● DESCRIPTION OF THE TASK: An exact repetition of the records is required. Leave nothing out.

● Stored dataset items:
::::::

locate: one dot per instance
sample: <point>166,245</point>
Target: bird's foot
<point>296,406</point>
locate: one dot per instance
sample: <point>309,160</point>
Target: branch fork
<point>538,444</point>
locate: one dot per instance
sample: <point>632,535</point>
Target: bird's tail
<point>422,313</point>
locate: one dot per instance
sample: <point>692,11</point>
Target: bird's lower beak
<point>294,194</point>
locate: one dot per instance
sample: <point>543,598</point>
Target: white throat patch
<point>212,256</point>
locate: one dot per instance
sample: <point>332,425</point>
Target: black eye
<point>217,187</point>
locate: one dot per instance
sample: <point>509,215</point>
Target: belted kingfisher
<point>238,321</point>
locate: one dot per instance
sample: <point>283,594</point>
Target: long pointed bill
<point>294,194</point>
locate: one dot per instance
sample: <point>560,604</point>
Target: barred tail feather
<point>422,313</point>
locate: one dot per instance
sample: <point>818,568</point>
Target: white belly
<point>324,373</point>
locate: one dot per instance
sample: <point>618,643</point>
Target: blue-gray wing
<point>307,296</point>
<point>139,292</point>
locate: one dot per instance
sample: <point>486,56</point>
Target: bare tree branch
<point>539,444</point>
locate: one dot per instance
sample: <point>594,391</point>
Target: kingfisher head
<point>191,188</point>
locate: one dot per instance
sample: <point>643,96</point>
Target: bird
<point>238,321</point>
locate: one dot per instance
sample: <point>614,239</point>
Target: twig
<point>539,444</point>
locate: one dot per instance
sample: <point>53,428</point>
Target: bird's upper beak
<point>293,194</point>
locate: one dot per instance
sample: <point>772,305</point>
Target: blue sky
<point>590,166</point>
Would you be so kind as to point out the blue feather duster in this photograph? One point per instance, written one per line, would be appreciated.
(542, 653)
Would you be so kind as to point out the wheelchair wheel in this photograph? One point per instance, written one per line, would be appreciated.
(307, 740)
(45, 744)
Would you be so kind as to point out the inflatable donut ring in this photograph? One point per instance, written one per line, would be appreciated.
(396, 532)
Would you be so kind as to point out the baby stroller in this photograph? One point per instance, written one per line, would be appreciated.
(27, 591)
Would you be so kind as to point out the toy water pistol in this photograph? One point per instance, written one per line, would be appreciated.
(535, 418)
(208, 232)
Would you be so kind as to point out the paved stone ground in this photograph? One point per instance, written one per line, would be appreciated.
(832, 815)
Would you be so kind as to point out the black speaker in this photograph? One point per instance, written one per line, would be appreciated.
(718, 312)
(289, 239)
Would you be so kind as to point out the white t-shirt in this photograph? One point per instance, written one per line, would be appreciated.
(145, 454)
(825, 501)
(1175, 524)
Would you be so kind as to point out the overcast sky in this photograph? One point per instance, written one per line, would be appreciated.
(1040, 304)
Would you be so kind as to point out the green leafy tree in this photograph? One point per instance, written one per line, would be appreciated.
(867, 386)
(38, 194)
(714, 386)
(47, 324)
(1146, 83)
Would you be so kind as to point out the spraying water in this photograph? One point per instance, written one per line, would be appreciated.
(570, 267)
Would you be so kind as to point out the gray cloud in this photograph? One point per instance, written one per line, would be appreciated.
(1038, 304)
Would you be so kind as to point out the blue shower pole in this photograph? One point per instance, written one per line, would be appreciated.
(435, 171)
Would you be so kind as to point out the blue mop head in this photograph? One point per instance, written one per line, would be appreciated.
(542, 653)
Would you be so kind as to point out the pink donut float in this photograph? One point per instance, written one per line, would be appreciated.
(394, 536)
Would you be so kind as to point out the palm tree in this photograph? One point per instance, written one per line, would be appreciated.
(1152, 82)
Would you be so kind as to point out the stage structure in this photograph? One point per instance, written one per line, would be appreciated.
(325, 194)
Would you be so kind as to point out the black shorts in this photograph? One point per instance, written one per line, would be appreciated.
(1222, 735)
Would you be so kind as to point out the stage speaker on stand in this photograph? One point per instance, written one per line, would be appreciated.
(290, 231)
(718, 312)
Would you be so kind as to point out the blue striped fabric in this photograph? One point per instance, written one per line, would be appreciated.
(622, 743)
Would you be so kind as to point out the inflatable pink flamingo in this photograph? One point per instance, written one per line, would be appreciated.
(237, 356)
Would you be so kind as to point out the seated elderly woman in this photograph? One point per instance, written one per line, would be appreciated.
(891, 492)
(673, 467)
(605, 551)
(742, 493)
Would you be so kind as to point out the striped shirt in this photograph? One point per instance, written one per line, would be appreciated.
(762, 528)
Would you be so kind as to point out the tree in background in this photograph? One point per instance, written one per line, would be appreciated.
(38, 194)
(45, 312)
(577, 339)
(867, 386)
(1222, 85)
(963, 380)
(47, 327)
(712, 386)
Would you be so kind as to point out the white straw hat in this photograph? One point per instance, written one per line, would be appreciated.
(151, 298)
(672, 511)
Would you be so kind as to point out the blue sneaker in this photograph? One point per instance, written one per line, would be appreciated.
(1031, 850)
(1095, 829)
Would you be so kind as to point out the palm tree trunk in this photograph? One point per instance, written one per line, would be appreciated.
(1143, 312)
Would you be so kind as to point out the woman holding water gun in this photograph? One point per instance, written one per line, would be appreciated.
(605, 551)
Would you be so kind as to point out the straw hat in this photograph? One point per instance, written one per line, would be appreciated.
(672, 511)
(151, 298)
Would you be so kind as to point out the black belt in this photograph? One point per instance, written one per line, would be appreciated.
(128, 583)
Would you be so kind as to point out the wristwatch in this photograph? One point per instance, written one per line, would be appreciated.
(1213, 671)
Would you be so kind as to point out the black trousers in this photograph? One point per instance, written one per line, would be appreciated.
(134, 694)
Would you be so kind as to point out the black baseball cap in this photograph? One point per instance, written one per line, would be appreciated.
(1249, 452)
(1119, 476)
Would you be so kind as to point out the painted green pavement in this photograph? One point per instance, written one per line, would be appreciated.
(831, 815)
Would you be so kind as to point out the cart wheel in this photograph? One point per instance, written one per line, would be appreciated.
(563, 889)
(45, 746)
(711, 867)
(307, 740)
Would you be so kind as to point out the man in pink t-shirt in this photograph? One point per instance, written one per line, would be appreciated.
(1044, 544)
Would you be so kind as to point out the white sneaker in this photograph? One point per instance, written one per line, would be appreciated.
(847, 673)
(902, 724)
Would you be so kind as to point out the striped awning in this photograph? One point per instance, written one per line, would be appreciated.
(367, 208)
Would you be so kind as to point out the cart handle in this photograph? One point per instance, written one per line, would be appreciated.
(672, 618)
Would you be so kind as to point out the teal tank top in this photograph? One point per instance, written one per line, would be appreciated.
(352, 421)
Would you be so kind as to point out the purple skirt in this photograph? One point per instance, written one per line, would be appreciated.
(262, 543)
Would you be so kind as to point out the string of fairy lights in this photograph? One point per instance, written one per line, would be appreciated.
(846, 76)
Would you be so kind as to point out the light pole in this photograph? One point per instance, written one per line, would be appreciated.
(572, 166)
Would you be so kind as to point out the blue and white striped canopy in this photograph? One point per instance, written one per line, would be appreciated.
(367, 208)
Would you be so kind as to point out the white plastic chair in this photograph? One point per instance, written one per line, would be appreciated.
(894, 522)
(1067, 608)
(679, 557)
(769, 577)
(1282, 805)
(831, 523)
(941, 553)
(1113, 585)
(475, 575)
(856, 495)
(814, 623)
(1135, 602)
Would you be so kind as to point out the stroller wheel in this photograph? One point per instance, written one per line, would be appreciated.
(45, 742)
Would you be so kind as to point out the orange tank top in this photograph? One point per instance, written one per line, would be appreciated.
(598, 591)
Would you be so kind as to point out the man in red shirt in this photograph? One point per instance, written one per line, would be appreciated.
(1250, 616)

::::::

● RESPONSE AREA:
locate: one dot per instance
sample: <point>166,245</point>
Target: bird's foot
<point>296,406</point>
locate: one dot per instance
sample: <point>309,160</point>
Target: branch fork
<point>538,444</point>
locate: one dot per instance
sample: <point>632,535</point>
Target: bird's tail
<point>422,313</point>
locate: one dot per instance
sample: <point>692,11</point>
Target: bird's lower beak
<point>294,194</point>
locate: one dot per instance
sample: <point>543,598</point>
Target: white throat patch
<point>212,256</point>
locate: one dot per instance
sample: <point>332,425</point>
Target: black eye
<point>217,187</point>
locate: one dot per instance
sample: <point>509,215</point>
Target: belted kingfisher
<point>238,321</point>
locate: one dot per instance
sample: <point>283,594</point>
Target: long pointed bill
<point>294,194</point>
locate: one dot per instance
sample: <point>560,604</point>
Target: barred tail feather
<point>422,313</point>
locate: one dot per instance
sample: <point>818,568</point>
Target: white belly
<point>324,373</point>
locate: one dot per instance
sample: <point>618,643</point>
Target: blue-gray wing
<point>307,296</point>
<point>139,292</point>
locate: one dot per instance
sample: <point>486,56</point>
Target: bare tree branch
<point>539,444</point>
locate: one dot per instance
sample: <point>594,391</point>
Target: kingfisher head
<point>191,188</point>
locate: one dot per instance
sample: <point>643,96</point>
Target: bird
<point>238,321</point>
locate: one dot per instance
sample: <point>614,239</point>
Target: twig
<point>539,444</point>
locate: one dot per instance
sample: <point>53,428</point>
Target: bird's upper beak
<point>293,194</point>
locate: one dot per instance
sample: <point>772,305</point>
Target: blue sky
<point>590,166</point>
Would you be so kind as to point out the blue feather duster in this photograph? One point per instance, written one per line, would be appreciated.
(542, 653)
Would you be so kind as to point out the wheelchair wheel in this photograph? One point per instance, written one per line, would be appreciated.
(307, 740)
(45, 744)
Would you be so kind as to point out the inflatable donut ring in this photograph? One point per instance, written one per line, would be appreciated.
(396, 532)
Would you be so kind as to point out the baby stroller in this photograph? One point per instance, written one per line, would be appreciated.
(27, 591)
Would you be so kind as to point out the toy water pistol in this photograph? One point per instance, written one per line, would be appreciated.
(535, 418)
(208, 232)
Would you be so kind as to point out the paved stone ground in this photograph? One point per instance, written one per line, would be appreciated.
(832, 815)
Would you be so kind as to point out the black speaker in this photograph? One point per instance, written one per line, would be appreciated.
(718, 312)
(289, 239)
Would you be so kind as to point out the white t-shirt in this photograph? One point per instance, written one per line, would be appreciated.
(145, 454)
(825, 501)
(1175, 524)
Would you be so kind as to point out the overcast sky in this photograph? One point per instance, written one per line, would be appreciated.
(1040, 304)
Would you be so kind as to point out the green leafy tree in this photograph? One point per instance, written one per line, would be appreciated.
(867, 386)
(38, 194)
(714, 386)
(47, 324)
(1146, 83)
Would you be so kind as to point out the spraying water in this photograph? One point per instance, written one per line, would be appreciated.
(570, 267)
Would you be so kind as to point out the gray cloud in this photograph? One point per instance, written one per line, would be appreciated.
(1038, 304)
Would you be so kind as to point out the blue shower pole in this photograph? One point per instance, written one per line, would be appreciated.
(435, 171)
Would you be so kind as to point out the blue mop head in this photograph? One point per instance, written one per line, would be appreciated.
(542, 653)
Would you be so kind as to point out the pink donut float in this photograph? One point per instance, written one per line, would be appreciated.
(394, 536)
Would you be so kind as to point out the palm tree in this photograph? One point per instance, written one per line, would be appreciated.
(1152, 82)
Would you be so kind as to point out the stage structure in this photograph? One point per instance, written one per line, would be appreciated.
(325, 194)
Would you be so kind as to point out the black shorts in this photograph? One point per instance, written one per line, would be appreciated.
(1222, 735)
Would you be so kind as to point out the stage speaker on stand in this photograph? One point per instance, written one per line, would be appreciated.
(290, 231)
(718, 312)
Would you be so kind as to point out the blue striped fabric in this photograph? One point per instance, written one per line, would be appreciated.
(622, 743)
Would you be so kind as to point out the inflatable pink flamingo in this photograph? One point per instance, written one per line, would be appreciated.
(237, 356)
Would you be so kind as to point out the seated elderly woman in this photograph? One point per instance, written one per line, would be appreciated.
(891, 492)
(673, 467)
(605, 551)
(742, 493)
Would you be so kind as to point out the striped shirt in this photograph? One point per instance, written one per line, would be appreciated.
(762, 528)
Would you be so kind as to point out the tree in background in this photograph? One point per instance, written one per line, would be appreciated.
(38, 194)
(45, 312)
(577, 339)
(867, 386)
(1222, 85)
(963, 380)
(47, 327)
(712, 386)
Would you be so kind as to point out the white straw hat in this photograph? One point per instance, written one per line, would be appreciated.
(151, 298)
(672, 511)
Would you be so kind as to point out the blue sneaker in this photograph? One point per instance, written one per line, would be appreciated.
(1031, 850)
(1095, 829)
Would you be so kind as to point out the palm tree trunk in this photograph? One point per instance, written one per line, would be appreciated.
(1143, 312)
Would you be so kind as to point out the woman holding water gun in this photograph? One point per instance, written one per line, would be appreciated.
(605, 551)
Would you be so kind as to point out the straw hat in this photograph? One point per instance, written one per line, would be appreciated.
(672, 511)
(151, 298)
Would you be so kind as to point out the black belt in this photograph? One point per instance, written one per line, would be appreciated.
(128, 583)
Would you be so kind as to point out the wristwatch in this photograph? One point per instance, written one per line, would be appreciated.
(1213, 671)
Would you be so kind as to point out the black trousers in this photograph? One point per instance, written one per line, would be appreciated.
(134, 694)
Would you be so kind as to point out the black baseball cap in this photograph? One point per instance, written one per line, would be appreciated.
(1249, 452)
(1119, 476)
Would you be so kind as to point out the painted green pavement in this photograph? One point per instance, written one per line, would be appreciated.
(831, 815)
Would you be so kind as to point out the cart wheel in this photograph? One point per instance, written one per line, would be appreciated.
(563, 889)
(45, 746)
(711, 867)
(307, 740)
Would you be so kind as to point out the man in pink t-shirt in this photograph? One point per instance, written one per line, would be appreciated.
(1044, 544)
Would you be so kind as to point out the white sneaker in this photograph? One point per instance, written one per line, would be appreciated.
(847, 673)
(902, 724)
Would you be so kind as to point out the striped awning in this photograph? One point per instance, written one per line, would be appreciated.
(367, 208)
Would you be so kind as to point out the cart handle in this photograph? One point per instance, written one per line, would be appreciated.
(672, 618)
Would you be so kind as to point out the teal tank top in this photograph? One point per instance, written one per line, would be appreciated.
(352, 421)
Would you be so kind as to point out the purple skirt in this photograph? One point per instance, written one per line, would be appreciated.
(262, 543)
Would you be so kind as to point out the string of fairy lights in this photograph? One point per instance, written one per line, would be appreciated.
(846, 76)
Would you be so kind as to point out the light pole in this photograph? One point per instance, written one per line, would be appreciated.
(572, 166)
Would you be so kind as to point out the blue and white striped canopy in this photograph? One point per instance, written one per line, would be appreciated.
(367, 208)
Would you be so kind as to point out the white plastic chair in this photograph? One point per instance, written one per line, would be appreciated.
(894, 522)
(1067, 608)
(679, 557)
(769, 577)
(1282, 805)
(831, 523)
(941, 553)
(1113, 585)
(475, 575)
(856, 495)
(814, 623)
(1135, 602)
Would you be so kind as to point out the stroller wheel in this photograph? One point per instance, written one per line, would be appreciated.
(45, 742)
Would you be so kind as to point out the orange tank top in this photograph? One point per instance, written one per line, would be appreciated.
(598, 591)
Would you be so kind as to point out the man in red shirt in this photograph? One point per instance, written one per line, would be appreciated.
(1250, 616)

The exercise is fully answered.